▶ **Task to carry out**: From the passage on tax definitions below, copy everything from "For example, when" down to "the applicable VAT." word for word.

▶ **Selection**:
□ □ □ □
What is a 'Value-Added Tax - VAT'
A value-added tax (VAT) is a type of consumption tax that is placed on a product
whenever value is added at a stage of production and at final sale. VAT is most
often used in the European Union. The amount of VAT that the user pays is the
cost of the product, less any of the costs of materials used in the product that
have already been taxed.
For example, when a television is built by a company in Europe, the
manufacturer is charged VAT on all of the supplies it purchases to produce the
television. Once the television reaches the shelf, the consumer who purchases it
must pay the applicable VAT.
What is 'Property Tax'
Property tax is a tax assessed on real estate. The tax is usually based on the
value of the property (including the land) you own and is often assessed by local
or municipal governments.
Definition of 'Service Tax'

Definition: Service tax is a tax levied by the government on service providers


on certain service transactions, but is actually borne by the customers. It is
categorized under Indirect Tax and came into existence under the Finance Act,
1994.
□ □ □ □
▶ **Stored records**:
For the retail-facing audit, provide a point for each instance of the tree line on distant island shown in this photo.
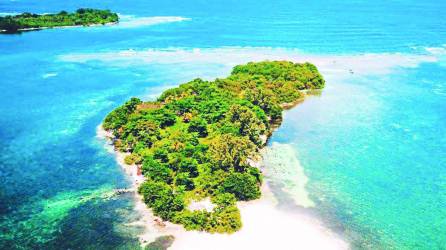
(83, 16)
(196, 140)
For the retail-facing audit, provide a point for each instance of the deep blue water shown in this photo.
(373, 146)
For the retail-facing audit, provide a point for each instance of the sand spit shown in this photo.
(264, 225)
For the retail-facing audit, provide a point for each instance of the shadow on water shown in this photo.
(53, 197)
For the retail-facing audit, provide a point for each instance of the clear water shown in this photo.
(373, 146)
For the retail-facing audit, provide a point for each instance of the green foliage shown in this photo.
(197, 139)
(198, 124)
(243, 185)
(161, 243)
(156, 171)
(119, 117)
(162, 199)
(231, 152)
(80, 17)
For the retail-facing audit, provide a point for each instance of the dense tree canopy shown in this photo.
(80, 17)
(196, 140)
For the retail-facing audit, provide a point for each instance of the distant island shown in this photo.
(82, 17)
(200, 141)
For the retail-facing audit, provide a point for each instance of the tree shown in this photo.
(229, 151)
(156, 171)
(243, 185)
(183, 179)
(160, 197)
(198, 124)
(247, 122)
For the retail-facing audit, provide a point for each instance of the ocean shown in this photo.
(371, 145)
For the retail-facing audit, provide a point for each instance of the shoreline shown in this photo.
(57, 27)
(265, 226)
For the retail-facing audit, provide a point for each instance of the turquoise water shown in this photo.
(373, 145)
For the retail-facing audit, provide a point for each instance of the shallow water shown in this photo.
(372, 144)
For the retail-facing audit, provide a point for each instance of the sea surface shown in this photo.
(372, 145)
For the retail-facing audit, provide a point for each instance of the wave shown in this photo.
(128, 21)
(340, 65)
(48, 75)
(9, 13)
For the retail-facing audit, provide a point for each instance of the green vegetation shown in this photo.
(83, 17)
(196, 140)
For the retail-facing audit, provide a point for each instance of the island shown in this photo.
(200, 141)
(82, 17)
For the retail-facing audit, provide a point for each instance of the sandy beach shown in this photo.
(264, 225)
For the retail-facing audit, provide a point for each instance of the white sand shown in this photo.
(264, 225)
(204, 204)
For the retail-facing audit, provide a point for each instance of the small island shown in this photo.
□ □ □ □
▶ **Task response**:
For example, when a television is built by a company in Europe, the
manufacturer is charged VAT on all of the supplies it purchases to produce the
television. Once the television reaches the shelf, the consumer who purchases it
must pay the applicable VAT.